▶ [Entries on locating named things]:
* Start *

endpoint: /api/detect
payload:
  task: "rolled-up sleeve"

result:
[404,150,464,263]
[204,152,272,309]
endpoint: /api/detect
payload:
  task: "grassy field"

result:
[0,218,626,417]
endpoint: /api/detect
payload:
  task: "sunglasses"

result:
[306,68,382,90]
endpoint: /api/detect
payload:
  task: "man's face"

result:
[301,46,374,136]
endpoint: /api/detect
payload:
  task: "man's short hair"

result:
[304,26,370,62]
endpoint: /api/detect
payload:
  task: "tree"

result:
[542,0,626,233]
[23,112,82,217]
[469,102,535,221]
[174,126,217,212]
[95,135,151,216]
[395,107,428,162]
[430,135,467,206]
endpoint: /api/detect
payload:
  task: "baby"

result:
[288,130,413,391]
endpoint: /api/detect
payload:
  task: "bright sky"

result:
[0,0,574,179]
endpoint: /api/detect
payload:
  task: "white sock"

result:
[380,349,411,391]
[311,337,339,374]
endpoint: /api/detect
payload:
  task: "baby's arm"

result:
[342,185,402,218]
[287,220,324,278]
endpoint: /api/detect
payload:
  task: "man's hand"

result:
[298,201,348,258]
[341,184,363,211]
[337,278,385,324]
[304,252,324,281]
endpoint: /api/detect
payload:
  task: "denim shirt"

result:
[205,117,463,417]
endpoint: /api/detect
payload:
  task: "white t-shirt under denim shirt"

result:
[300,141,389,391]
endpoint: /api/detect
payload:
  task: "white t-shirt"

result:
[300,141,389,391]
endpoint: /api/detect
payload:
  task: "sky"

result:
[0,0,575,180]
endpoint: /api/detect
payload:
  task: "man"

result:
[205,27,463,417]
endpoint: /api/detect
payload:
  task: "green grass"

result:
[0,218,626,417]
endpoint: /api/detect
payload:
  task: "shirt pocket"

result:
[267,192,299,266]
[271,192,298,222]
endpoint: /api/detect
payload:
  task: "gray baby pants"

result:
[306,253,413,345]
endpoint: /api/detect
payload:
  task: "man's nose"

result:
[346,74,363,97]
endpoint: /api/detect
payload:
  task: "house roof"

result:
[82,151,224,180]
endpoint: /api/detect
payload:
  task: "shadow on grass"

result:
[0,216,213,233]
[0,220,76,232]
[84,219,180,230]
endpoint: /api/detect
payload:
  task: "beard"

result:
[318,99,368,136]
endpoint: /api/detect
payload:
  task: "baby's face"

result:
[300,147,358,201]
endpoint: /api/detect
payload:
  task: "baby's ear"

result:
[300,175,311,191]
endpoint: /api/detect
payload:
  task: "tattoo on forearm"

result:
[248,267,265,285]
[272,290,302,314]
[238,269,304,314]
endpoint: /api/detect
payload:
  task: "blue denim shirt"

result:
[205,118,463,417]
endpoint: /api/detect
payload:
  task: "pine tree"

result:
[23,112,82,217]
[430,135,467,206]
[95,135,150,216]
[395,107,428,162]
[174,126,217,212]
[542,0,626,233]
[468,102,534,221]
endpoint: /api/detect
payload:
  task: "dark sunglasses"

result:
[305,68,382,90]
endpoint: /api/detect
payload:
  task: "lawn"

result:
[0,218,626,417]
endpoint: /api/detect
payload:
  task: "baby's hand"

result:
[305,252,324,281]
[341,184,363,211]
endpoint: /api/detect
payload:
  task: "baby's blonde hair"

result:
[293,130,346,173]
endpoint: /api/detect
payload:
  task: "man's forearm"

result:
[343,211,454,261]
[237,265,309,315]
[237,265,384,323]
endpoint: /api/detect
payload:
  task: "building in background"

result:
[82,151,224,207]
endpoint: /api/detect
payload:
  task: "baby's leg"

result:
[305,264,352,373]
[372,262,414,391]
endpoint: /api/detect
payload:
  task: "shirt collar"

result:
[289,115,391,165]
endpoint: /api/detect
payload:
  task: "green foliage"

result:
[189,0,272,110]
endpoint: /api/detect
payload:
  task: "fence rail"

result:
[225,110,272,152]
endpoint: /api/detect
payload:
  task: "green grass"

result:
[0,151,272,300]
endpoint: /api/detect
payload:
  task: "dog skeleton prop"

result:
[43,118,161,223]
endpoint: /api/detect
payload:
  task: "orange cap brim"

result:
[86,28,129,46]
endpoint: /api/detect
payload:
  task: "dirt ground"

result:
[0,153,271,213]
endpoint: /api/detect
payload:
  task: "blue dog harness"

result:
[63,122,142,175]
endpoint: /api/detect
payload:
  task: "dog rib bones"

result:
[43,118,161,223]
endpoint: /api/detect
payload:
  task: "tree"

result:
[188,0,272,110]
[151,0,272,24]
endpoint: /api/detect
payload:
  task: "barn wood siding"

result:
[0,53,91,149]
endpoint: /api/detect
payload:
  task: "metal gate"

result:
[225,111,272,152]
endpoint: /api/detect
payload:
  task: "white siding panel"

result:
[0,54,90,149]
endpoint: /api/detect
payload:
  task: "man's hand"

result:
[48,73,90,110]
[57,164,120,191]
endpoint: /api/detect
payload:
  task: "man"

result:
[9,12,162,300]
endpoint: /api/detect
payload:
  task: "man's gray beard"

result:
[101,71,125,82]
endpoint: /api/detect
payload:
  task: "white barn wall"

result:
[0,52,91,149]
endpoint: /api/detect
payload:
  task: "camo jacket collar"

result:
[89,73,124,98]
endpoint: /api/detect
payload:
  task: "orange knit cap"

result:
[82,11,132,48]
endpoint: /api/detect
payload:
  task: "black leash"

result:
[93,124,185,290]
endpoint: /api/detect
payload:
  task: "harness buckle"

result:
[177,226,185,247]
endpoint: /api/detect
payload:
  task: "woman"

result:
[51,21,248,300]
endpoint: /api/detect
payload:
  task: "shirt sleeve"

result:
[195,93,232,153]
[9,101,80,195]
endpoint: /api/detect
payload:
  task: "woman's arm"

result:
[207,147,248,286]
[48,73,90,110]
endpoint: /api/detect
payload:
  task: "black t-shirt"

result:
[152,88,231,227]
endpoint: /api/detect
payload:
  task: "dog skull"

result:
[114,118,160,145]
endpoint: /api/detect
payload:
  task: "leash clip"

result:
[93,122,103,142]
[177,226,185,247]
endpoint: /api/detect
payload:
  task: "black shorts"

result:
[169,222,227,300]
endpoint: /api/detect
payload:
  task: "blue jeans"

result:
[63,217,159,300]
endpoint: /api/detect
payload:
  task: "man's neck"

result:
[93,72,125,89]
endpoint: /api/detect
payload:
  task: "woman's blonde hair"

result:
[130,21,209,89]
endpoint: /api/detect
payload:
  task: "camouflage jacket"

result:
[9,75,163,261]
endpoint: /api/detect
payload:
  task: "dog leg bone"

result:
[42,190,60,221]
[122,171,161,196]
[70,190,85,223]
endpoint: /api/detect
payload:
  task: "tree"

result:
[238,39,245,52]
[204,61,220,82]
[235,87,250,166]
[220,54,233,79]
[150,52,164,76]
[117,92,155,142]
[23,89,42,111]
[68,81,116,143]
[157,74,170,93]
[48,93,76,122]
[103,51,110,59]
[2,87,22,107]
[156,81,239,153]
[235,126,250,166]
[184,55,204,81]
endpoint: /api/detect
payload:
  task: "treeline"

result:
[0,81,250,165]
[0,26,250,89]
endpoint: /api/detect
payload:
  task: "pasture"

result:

* End *

▶ [Stated problem]: Please find every line in the listing above that contains the word "shirt", matching case exactly, and copy each of those lines.

▶ [Output for this exercise]:
  task: "denim shirt"
  task: "white t-shirt under denim shirt"
  task: "white t-shirt"
  task: "shirt pocket"
  task: "blue denim shirt"
  task: "shirt collar"
  task: "shirt sleeve"
  task: "black t-shirt"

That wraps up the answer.